_What is expected_
Count the lines in the material below that contain the string "post", and reply with that number alone.

========

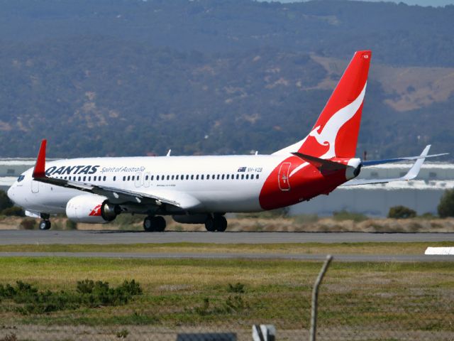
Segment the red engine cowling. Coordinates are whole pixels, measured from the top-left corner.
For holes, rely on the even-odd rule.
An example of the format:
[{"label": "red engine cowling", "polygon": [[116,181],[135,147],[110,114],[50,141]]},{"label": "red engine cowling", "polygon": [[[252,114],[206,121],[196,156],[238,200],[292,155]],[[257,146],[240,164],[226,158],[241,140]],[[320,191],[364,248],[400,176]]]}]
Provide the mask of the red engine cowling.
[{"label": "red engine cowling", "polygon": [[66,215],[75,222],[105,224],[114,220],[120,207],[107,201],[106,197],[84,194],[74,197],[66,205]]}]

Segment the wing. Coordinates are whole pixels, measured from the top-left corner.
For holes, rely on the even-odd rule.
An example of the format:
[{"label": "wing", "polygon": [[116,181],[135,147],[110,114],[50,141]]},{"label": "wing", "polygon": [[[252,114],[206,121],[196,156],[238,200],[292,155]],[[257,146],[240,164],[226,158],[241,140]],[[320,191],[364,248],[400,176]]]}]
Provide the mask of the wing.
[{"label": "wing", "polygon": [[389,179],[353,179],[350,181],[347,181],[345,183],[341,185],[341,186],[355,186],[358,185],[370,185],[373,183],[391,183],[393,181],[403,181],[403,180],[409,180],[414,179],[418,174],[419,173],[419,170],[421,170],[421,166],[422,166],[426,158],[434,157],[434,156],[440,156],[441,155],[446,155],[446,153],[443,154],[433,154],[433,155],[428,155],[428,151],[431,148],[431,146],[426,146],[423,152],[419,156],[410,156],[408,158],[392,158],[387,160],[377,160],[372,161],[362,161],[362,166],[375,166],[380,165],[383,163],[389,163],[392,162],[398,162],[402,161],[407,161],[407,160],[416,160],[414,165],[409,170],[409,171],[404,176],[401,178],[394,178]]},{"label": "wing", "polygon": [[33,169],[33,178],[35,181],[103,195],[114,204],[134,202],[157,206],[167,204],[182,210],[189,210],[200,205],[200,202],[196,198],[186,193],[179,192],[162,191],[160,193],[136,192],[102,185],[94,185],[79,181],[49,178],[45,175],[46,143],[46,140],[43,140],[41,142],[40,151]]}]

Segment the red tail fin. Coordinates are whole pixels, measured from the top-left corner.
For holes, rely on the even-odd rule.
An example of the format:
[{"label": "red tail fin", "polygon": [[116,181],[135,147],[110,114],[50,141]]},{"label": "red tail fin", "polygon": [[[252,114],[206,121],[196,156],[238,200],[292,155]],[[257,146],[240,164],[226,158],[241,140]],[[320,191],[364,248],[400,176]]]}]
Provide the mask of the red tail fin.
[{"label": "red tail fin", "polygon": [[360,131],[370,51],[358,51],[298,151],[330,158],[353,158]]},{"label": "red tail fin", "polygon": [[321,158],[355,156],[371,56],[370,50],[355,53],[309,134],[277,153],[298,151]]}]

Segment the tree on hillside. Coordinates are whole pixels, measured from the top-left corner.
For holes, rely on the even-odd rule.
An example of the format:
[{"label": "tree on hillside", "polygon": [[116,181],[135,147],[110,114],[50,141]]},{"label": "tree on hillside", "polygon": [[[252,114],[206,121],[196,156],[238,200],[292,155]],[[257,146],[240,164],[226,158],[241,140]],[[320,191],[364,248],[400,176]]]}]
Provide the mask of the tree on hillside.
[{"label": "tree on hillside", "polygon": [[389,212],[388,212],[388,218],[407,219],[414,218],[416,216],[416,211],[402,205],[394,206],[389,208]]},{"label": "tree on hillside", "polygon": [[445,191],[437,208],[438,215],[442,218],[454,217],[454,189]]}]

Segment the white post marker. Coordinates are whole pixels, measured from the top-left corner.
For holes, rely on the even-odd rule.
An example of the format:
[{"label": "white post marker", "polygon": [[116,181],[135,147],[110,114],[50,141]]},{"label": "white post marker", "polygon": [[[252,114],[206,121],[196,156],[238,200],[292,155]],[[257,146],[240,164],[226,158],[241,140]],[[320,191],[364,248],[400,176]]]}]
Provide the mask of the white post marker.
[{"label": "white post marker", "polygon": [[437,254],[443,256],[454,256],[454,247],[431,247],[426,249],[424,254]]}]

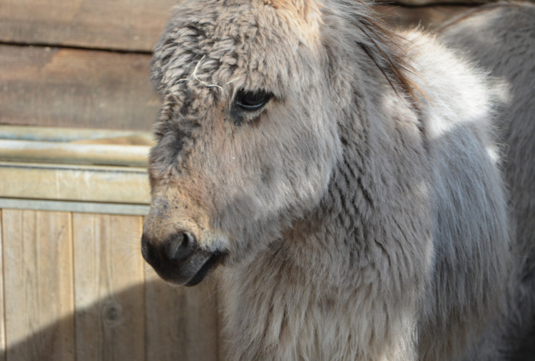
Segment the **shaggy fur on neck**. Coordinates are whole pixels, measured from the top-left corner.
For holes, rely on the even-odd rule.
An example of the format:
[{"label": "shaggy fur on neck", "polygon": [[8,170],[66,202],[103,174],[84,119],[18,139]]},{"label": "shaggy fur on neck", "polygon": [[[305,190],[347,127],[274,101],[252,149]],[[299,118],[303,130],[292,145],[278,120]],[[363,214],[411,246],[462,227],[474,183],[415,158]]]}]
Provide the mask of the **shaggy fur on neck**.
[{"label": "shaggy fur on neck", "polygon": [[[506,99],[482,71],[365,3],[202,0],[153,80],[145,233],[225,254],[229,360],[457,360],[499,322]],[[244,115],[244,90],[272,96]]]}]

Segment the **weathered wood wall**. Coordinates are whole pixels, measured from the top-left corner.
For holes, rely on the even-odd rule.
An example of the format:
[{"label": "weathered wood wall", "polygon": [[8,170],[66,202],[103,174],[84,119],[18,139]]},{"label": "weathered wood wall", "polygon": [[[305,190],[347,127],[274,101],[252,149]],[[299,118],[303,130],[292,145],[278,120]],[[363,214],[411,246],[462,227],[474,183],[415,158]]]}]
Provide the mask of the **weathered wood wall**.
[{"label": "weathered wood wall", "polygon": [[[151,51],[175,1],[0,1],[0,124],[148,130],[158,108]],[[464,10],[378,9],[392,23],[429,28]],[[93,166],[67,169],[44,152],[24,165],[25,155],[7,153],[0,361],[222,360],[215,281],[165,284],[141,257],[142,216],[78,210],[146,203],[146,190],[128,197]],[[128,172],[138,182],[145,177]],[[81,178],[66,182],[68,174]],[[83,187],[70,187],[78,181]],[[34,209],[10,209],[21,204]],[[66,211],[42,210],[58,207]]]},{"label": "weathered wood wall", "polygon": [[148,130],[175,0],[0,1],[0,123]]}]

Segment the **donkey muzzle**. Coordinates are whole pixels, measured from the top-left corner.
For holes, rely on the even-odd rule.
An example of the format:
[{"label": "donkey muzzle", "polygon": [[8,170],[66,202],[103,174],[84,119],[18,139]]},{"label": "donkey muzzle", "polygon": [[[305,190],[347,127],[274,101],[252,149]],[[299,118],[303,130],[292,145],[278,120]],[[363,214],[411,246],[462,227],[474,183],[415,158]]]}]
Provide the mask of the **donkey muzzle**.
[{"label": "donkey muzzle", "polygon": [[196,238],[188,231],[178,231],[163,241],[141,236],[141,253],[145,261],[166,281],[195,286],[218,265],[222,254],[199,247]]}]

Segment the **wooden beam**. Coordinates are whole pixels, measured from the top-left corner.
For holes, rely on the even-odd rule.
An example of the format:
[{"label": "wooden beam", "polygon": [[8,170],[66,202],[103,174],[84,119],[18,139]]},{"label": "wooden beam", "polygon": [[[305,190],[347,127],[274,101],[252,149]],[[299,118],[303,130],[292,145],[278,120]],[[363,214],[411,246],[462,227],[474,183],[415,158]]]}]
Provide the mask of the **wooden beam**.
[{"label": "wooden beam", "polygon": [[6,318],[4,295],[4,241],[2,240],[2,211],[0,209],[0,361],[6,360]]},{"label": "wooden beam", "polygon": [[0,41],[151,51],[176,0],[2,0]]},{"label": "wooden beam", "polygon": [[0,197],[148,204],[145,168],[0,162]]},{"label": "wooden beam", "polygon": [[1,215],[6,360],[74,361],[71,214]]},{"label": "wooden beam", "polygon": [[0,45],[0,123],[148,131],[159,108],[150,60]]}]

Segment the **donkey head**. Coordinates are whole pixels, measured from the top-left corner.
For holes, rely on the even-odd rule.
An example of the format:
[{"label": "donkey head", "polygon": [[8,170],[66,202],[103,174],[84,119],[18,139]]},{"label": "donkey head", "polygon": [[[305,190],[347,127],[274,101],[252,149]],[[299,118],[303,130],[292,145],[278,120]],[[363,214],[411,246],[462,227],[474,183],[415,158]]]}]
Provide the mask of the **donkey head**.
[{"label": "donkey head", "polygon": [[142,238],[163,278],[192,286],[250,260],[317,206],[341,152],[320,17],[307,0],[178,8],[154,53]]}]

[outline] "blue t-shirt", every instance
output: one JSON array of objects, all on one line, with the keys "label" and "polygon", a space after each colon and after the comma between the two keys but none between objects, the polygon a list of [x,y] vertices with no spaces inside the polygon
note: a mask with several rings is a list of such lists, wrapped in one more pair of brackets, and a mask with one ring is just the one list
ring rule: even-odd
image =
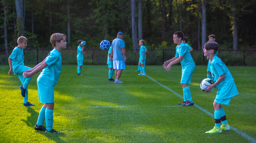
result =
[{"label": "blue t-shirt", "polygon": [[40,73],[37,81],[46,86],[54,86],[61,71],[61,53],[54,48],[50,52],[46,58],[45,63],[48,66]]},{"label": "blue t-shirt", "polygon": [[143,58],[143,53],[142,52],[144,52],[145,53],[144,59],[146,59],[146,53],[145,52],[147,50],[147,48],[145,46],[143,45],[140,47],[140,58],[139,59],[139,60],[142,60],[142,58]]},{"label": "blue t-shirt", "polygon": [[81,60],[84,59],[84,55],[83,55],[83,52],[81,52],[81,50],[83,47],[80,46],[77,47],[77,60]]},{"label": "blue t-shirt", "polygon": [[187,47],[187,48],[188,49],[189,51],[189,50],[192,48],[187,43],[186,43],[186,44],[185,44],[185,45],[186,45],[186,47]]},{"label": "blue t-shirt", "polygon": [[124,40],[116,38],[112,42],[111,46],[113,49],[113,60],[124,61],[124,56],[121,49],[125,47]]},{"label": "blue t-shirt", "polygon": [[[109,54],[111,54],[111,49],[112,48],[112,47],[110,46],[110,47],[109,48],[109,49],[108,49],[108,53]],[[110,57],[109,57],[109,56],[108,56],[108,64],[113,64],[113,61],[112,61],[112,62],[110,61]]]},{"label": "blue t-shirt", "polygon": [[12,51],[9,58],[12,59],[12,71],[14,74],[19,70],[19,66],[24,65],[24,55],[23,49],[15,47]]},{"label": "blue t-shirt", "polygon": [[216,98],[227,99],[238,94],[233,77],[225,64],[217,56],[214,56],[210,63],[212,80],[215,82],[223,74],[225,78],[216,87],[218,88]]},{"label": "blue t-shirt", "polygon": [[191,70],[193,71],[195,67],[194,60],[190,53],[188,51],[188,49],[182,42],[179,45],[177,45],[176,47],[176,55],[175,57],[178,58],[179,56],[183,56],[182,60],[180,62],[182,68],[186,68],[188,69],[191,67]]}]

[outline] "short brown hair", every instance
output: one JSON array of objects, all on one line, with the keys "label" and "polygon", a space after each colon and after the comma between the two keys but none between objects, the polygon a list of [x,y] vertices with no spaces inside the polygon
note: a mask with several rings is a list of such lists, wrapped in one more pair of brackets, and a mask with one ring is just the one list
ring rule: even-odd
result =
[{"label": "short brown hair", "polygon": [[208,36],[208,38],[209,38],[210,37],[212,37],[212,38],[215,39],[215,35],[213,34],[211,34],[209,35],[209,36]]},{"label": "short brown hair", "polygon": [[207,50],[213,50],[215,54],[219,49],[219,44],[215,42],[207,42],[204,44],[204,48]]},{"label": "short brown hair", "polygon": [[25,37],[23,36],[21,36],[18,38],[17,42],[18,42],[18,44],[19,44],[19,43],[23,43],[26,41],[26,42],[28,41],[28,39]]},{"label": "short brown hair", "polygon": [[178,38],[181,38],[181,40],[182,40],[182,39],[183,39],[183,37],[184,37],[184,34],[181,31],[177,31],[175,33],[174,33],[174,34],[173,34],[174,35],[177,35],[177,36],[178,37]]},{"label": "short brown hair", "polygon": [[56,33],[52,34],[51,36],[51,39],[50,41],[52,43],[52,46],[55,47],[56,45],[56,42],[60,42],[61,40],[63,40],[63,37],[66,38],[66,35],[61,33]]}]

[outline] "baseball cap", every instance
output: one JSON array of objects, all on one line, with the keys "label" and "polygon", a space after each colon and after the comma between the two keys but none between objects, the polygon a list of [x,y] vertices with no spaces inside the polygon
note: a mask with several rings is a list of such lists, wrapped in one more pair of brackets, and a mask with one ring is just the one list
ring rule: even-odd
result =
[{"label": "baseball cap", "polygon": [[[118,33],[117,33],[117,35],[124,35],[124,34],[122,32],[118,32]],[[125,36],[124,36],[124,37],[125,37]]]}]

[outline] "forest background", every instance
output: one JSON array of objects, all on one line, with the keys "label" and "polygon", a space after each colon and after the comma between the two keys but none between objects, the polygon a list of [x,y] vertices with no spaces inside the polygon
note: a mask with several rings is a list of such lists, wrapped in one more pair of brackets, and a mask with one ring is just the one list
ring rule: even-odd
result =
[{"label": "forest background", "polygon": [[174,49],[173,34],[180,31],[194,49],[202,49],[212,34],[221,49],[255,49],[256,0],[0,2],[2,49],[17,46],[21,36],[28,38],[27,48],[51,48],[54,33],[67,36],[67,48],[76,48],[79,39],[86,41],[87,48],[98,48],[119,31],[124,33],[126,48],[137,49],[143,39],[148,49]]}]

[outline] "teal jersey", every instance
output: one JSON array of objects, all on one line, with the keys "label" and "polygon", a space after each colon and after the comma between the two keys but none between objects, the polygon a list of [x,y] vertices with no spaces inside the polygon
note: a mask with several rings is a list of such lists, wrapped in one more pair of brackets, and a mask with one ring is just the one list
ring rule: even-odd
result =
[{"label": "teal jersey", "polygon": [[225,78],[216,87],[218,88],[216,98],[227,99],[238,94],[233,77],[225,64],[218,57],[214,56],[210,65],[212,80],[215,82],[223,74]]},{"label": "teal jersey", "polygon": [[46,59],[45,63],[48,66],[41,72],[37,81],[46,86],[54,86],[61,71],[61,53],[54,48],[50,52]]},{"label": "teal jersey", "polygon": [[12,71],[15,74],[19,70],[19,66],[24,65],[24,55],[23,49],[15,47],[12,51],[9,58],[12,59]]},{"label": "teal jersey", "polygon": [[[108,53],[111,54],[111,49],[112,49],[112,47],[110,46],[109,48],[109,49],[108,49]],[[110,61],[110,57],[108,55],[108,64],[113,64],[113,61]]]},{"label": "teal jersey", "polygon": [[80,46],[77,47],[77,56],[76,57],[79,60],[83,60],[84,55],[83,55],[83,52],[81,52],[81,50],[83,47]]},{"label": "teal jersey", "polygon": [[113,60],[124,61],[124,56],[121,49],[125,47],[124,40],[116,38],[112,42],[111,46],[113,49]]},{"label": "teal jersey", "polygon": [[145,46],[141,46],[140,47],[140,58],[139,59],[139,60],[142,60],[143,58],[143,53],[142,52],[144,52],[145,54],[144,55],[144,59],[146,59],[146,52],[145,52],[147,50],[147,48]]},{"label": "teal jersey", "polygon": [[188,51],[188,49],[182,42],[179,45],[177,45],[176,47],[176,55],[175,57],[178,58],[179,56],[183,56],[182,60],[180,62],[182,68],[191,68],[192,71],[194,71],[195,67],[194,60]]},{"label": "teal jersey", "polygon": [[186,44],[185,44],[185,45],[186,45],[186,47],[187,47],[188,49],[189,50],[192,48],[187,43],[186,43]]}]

========

_Reply_
4